**Your objective**
Please reproduce the data below line for line, without any changes. Leave out the pictures.

Rows of box-labeling data:

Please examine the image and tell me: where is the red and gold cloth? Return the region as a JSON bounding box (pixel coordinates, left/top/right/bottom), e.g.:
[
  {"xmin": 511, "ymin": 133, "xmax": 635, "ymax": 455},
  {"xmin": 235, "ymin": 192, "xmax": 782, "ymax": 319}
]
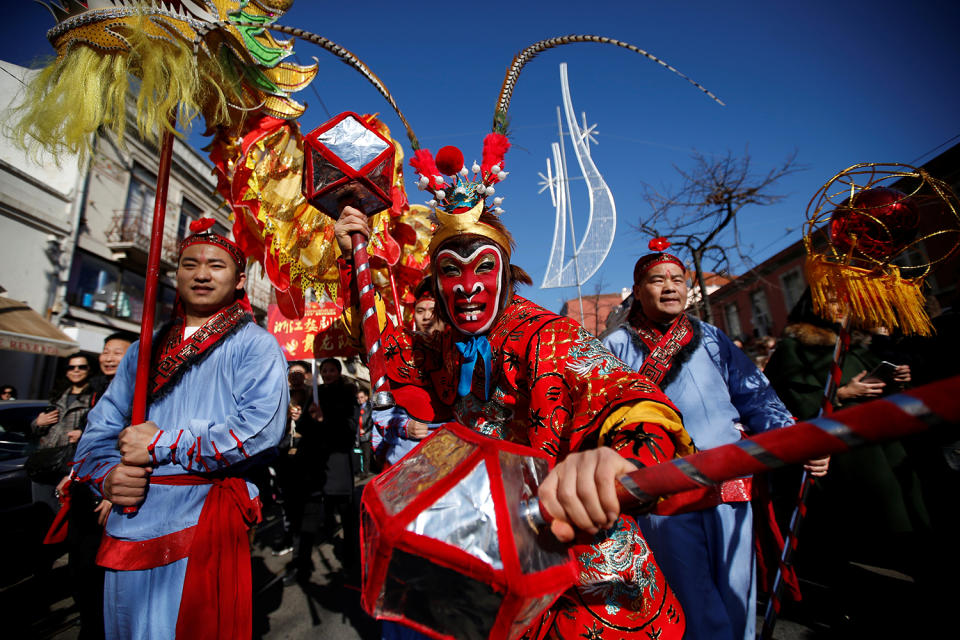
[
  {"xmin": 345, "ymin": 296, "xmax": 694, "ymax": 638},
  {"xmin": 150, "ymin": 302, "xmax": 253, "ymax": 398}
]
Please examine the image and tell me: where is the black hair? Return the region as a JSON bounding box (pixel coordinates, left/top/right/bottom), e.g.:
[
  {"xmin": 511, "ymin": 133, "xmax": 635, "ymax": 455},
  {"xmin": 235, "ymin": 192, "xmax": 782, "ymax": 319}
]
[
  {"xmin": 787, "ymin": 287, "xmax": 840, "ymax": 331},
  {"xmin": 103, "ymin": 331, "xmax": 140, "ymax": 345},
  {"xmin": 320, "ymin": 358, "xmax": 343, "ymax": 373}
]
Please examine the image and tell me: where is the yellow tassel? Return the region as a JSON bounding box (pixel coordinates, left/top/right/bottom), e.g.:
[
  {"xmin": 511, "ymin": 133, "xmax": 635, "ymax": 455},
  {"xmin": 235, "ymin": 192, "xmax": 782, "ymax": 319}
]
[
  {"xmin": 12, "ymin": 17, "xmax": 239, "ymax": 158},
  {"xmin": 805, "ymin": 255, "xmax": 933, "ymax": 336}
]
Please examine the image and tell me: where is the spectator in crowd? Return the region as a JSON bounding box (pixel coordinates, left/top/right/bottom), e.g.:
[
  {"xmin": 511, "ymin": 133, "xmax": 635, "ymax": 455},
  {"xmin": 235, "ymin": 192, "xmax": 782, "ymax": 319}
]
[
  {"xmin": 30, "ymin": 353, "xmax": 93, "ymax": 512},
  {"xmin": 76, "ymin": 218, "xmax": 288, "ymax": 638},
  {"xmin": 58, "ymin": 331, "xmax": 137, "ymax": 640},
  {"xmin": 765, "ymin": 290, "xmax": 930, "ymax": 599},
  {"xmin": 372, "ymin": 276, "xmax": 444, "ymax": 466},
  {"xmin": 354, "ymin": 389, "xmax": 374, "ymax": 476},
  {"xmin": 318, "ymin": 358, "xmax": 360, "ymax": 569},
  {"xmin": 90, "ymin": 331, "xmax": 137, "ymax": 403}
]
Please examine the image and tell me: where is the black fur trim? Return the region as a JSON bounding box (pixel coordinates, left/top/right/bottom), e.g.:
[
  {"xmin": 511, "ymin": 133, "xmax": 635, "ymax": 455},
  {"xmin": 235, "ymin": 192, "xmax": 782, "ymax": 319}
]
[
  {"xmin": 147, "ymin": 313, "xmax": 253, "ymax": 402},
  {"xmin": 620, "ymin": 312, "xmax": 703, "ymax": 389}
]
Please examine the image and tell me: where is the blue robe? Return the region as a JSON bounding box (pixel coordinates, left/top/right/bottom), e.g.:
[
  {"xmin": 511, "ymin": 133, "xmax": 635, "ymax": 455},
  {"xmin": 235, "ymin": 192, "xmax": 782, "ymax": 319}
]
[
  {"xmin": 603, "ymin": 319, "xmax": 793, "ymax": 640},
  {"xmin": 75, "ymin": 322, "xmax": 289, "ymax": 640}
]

**Solution**
Please examine the image and tell me: where is the red and gold cloth? Return the region as a JSON bounding box (pixel coordinates, left/top/right/bottom), e.g.:
[
  {"xmin": 511, "ymin": 133, "xmax": 635, "ymax": 455},
  {"xmin": 235, "ymin": 192, "xmax": 782, "ymax": 319}
]
[
  {"xmin": 345, "ymin": 296, "xmax": 694, "ymax": 638},
  {"xmin": 150, "ymin": 302, "xmax": 253, "ymax": 398}
]
Please examine the image and tell me: where is the black hair? Return the region as a JSON bounding box (pixel coordinates, left/top/right/bottom), e.g.:
[
  {"xmin": 511, "ymin": 133, "xmax": 635, "ymax": 455},
  {"xmin": 235, "ymin": 192, "xmax": 782, "ymax": 319}
]
[
  {"xmin": 787, "ymin": 287, "xmax": 840, "ymax": 331},
  {"xmin": 103, "ymin": 331, "xmax": 140, "ymax": 345},
  {"xmin": 320, "ymin": 358, "xmax": 343, "ymax": 373}
]
Please examine the image and tell me: where is the yellow tassel? Return the region as a JSON bounding box (pixel coordinates, left/top/right/bottom), e.g.:
[
  {"xmin": 511, "ymin": 133, "xmax": 635, "ymax": 455},
  {"xmin": 235, "ymin": 192, "xmax": 782, "ymax": 319}
]
[
  {"xmin": 12, "ymin": 17, "xmax": 239, "ymax": 158},
  {"xmin": 805, "ymin": 255, "xmax": 933, "ymax": 336}
]
Please examine the image and tell me: where is the spectator in crowd? Return the region as a JSON bounding box (pixel coordinates, left/top/right/bottom), e.g.:
[
  {"xmin": 511, "ymin": 133, "xmax": 635, "ymax": 455},
  {"xmin": 235, "ymin": 192, "xmax": 782, "ymax": 319}
]
[
  {"xmin": 30, "ymin": 353, "xmax": 93, "ymax": 512},
  {"xmin": 76, "ymin": 218, "xmax": 288, "ymax": 638},
  {"xmin": 58, "ymin": 331, "xmax": 137, "ymax": 640},
  {"xmin": 765, "ymin": 290, "xmax": 930, "ymax": 599},
  {"xmin": 372, "ymin": 276, "xmax": 444, "ymax": 466},
  {"xmin": 354, "ymin": 389, "xmax": 374, "ymax": 476},
  {"xmin": 318, "ymin": 358, "xmax": 360, "ymax": 569},
  {"xmin": 90, "ymin": 331, "xmax": 137, "ymax": 403}
]
Please examine the image and tell me: where is the black fur trim? Return the region as a JSON bounding box (pixel coordinates, left/top/right/bottom), e.g.:
[
  {"xmin": 511, "ymin": 133, "xmax": 635, "ymax": 455},
  {"xmin": 235, "ymin": 192, "xmax": 782, "ymax": 319}
]
[
  {"xmin": 147, "ymin": 313, "xmax": 253, "ymax": 402},
  {"xmin": 620, "ymin": 312, "xmax": 703, "ymax": 389}
]
Please examine the image and tell me: where is the blue robe? Return the region as a JSON bounding box (pixel coordinates, left/top/right/bottom), e.g.:
[
  {"xmin": 511, "ymin": 133, "xmax": 635, "ymax": 455},
  {"xmin": 235, "ymin": 192, "xmax": 782, "ymax": 319}
]
[
  {"xmin": 603, "ymin": 319, "xmax": 793, "ymax": 640},
  {"xmin": 75, "ymin": 322, "xmax": 289, "ymax": 640}
]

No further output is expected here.